Copy out each line exactly as it appears.

## Material to process
==================================================

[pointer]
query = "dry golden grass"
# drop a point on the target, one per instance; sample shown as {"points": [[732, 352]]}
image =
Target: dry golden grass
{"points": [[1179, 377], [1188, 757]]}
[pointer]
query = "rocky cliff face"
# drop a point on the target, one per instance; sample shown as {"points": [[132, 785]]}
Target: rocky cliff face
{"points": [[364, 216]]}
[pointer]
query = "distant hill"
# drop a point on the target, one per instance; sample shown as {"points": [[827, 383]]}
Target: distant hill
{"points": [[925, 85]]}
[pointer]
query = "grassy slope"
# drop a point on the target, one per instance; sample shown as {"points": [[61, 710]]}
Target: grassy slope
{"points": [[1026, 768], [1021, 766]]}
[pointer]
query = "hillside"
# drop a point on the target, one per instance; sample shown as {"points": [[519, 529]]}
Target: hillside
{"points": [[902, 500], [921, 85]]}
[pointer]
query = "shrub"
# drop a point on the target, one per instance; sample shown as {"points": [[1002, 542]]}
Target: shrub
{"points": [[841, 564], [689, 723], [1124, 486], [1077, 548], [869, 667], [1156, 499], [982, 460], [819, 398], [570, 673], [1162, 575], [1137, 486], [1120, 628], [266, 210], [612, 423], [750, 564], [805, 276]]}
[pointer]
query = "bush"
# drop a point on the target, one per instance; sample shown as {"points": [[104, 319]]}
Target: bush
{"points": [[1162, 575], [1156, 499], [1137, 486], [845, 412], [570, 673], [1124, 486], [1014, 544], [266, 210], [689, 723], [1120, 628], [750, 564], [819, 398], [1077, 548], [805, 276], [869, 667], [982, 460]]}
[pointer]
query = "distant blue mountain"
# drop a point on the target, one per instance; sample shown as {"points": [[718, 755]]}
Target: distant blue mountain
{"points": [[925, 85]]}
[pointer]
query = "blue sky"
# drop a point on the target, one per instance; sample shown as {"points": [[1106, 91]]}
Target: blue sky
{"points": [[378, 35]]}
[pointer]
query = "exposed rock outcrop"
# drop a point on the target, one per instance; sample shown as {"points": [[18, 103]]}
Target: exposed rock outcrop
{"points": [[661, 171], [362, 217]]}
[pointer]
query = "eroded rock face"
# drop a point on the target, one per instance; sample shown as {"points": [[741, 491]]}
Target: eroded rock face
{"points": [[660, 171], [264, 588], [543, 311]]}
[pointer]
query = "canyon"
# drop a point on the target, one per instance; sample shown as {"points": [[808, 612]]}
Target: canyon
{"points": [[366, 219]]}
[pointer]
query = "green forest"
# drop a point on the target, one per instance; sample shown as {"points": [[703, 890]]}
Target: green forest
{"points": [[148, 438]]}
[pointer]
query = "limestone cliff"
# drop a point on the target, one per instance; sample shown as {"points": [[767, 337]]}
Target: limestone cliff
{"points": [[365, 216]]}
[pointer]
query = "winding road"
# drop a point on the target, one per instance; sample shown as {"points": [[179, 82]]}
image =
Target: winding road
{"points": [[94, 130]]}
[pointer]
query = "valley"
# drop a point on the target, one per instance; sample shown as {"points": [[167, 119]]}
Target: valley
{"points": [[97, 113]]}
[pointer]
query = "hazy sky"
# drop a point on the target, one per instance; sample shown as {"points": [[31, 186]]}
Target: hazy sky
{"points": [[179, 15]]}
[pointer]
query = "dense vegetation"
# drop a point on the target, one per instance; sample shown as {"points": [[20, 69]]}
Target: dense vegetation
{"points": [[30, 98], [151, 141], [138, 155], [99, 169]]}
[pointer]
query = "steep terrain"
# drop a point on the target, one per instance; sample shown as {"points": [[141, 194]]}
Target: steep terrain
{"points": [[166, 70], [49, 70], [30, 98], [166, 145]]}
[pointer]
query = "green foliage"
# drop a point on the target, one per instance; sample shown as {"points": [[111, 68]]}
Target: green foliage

==================================================

## Written answer
[pointer]
query = "dry golden grass"
# drop a point on the target, one per instance; sample shown as {"points": [[732, 352]]}
image =
Target: dry golden grass
{"points": [[1179, 377], [1188, 757]]}
[pointer]
query = "rocky cliff face"
# drop a point on the target, one per instance; sample shown as {"points": [[132, 785]]}
Target: rocky cliff face
{"points": [[364, 216]]}
[pointer]
query = "distant hill"
# drop a point on the target, one per instance; sample shown as {"points": [[827, 383]]}
Target: distant hill
{"points": [[925, 85]]}
[pointer]
query = "grassy slope"
# drop a point on the target, one per instance; sample shown as {"points": [[61, 710]]}
Target: grassy slope
{"points": [[1026, 768], [1021, 766]]}
[pointer]
query = "hillside"
# drop a point on the target, one per instance; sample shown as {"points": [[519, 529]]}
Target: hillside
{"points": [[902, 500], [921, 85]]}
[pointer]
query = "shrub"
# drop a point on the target, one per instance; sample shown as {"points": [[1002, 542]]}
Target: shrub
{"points": [[841, 564], [689, 723], [1124, 486], [1077, 548], [869, 667], [1156, 499], [982, 460], [819, 398], [570, 673], [1162, 575], [1137, 486], [1120, 628], [266, 210], [612, 423], [750, 564], [805, 276]]}
[pointer]
query = "bush"
# drop a point on the target, one per instance; sample shown as {"points": [[104, 319]]}
Target: bush
{"points": [[1162, 575], [1156, 499], [1137, 486], [845, 412], [570, 673], [1124, 486], [1014, 544], [266, 210], [689, 723], [1120, 628], [750, 564], [819, 398], [1077, 548], [805, 276], [869, 667], [982, 460]]}
[pointer]
query = "distant blue mountain"
# drop a point on the target, one per instance; sample shown as {"points": [[718, 755]]}
Target: distant blue mountain
{"points": [[925, 85]]}
[pointer]
query = "blue sky"
# drop a point on the target, one per instance; sample shown as {"points": [[1106, 91]]}
Target: blue sky
{"points": [[378, 35]]}
[pointer]
query = "exposed rock outcrop"
# drop a point on the target, one per instance; sample shown as {"points": [[18, 103]]}
Target: exposed rock outcrop
{"points": [[661, 171], [362, 217]]}
[pointer]
query = "eroded rock face"
# drop a point on the target, one per instance; sample shown as {"points": [[741, 491]]}
Target: eroded rock face
{"points": [[660, 171], [264, 588], [543, 311]]}
[pointer]
query = "canyon"
# drop a point on the target, one per instance; sample shown as {"points": [[808, 612]]}
Target: canyon
{"points": [[366, 219]]}
[pointer]
query = "green forest"
# drop a point on the target, one per instance; sample shown as {"points": [[703, 890]]}
Target: green forest
{"points": [[148, 438]]}
[pointer]
query = "limestone cliff"
# drop a point on the target, one per instance; sample shown as {"points": [[767, 337]]}
Target: limestone cliff
{"points": [[365, 216]]}
[pointer]
query = "winding road"
# drop a point on the target, one per instance; sample shown as {"points": [[179, 82]]}
image =
Target: winding road
{"points": [[94, 130]]}
[pointer]
query = "valley"
# drop a point on the target, one per instance; sample shown as {"points": [[167, 119]]}
Target: valley
{"points": [[97, 113]]}
[pointer]
query = "hazy sky"
# drop a point on the target, one per instance; sample shown as {"points": [[31, 186]]}
Target: hazy sky
{"points": [[179, 15]]}
[pointer]
query = "dense vegetation"
# drop a point on the target, one per instance; sample shown as {"points": [[20, 69]]}
Target: dense vegetation
{"points": [[30, 98], [151, 141], [138, 155], [99, 169]]}
[pointer]
query = "steep terrain"
# drop a point on the target, one per instance; sample shown as {"points": [[141, 194]]}
Target: steep terrain
{"points": [[166, 70], [49, 70], [30, 98], [166, 145]]}
[pointer]
query = "green foliage"
# drop a point on the target, one per instance; sample shown as {"points": [[111, 68]]}
Target: green foliage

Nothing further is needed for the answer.